## begin ENTRIES PROVIDED
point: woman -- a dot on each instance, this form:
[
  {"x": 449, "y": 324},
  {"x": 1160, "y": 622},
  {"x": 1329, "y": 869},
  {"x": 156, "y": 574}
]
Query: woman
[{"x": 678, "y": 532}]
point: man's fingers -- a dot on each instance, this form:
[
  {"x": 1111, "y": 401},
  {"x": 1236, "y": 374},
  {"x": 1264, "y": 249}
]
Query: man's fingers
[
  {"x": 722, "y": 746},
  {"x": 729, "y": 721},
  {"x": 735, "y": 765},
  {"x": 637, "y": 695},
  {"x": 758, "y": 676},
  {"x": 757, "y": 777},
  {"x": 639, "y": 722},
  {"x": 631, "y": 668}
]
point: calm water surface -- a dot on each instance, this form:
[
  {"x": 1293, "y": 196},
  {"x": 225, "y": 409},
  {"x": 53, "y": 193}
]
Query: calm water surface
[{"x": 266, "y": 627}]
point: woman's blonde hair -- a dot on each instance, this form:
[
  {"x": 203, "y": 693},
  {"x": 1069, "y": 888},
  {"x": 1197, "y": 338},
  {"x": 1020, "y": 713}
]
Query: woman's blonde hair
## end ENTRIES PROVIDED
## begin ENTRIES PROVIDED
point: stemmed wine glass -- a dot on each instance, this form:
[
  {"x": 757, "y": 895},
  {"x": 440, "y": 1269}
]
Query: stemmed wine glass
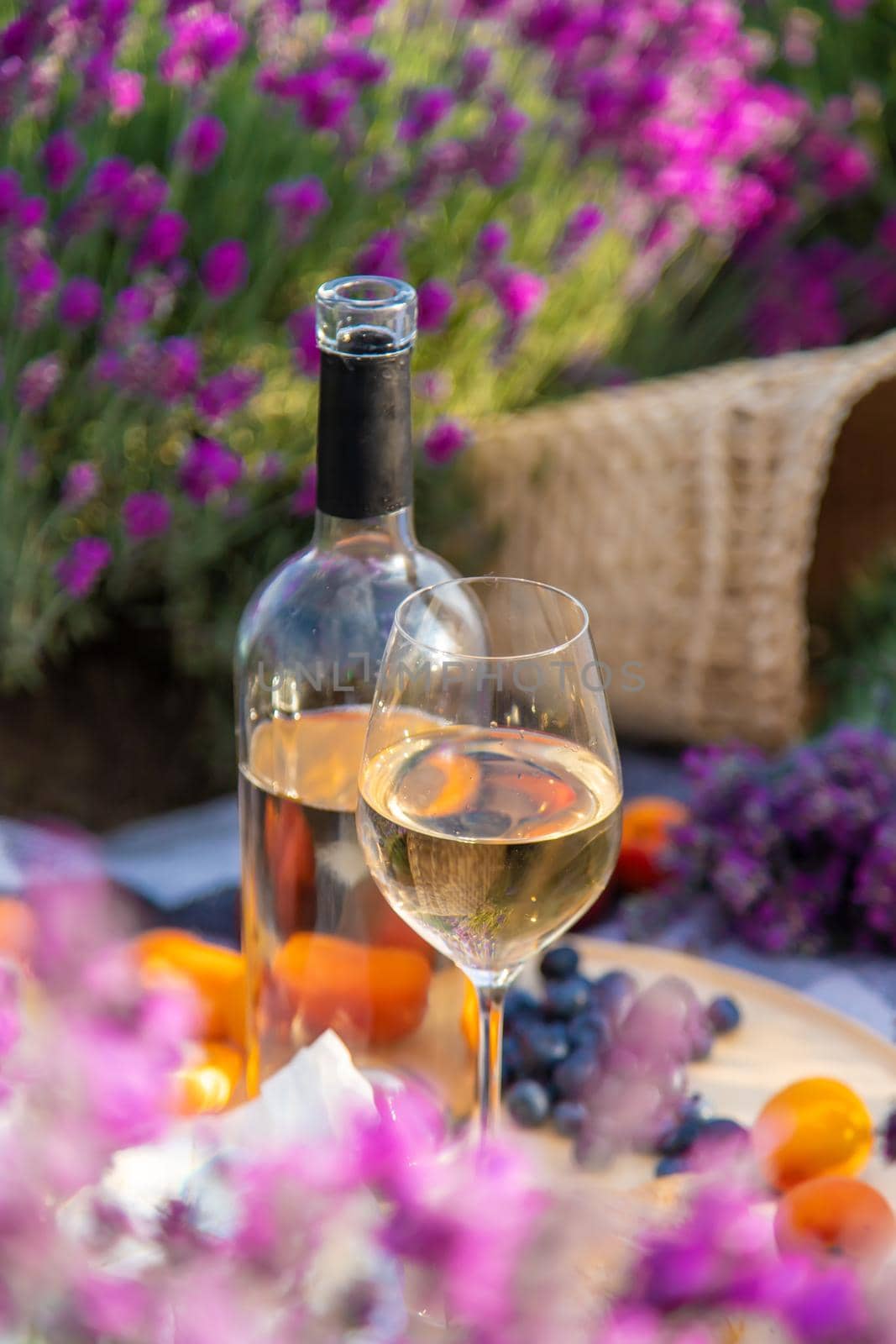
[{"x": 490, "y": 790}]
## end ENTRIES PROVIDED
## begin ENTRIES PROVIDED
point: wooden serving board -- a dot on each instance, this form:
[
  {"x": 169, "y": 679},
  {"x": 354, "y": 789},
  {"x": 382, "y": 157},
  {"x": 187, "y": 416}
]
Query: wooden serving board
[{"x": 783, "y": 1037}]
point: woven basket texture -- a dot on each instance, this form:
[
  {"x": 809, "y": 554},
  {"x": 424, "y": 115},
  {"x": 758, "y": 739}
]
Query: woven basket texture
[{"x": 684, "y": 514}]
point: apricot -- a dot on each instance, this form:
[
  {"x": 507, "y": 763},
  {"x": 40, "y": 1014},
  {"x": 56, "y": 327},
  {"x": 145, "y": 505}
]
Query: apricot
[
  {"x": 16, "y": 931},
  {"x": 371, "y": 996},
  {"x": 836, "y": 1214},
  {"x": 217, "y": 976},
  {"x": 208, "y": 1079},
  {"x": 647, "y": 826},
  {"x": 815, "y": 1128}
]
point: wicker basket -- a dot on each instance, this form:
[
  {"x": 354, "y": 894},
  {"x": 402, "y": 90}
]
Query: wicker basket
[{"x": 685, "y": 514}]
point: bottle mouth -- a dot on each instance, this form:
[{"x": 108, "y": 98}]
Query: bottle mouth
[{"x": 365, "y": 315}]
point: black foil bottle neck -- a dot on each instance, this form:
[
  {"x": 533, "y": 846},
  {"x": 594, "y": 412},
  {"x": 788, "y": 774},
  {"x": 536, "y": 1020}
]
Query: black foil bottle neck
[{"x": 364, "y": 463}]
## end ENTRIES PROVIDED
WHAT YOU HAVE TO DO ->
Count the lines in the entries above that contain the string "texture" and give only the number.

THE COMPLETED TASK ->
2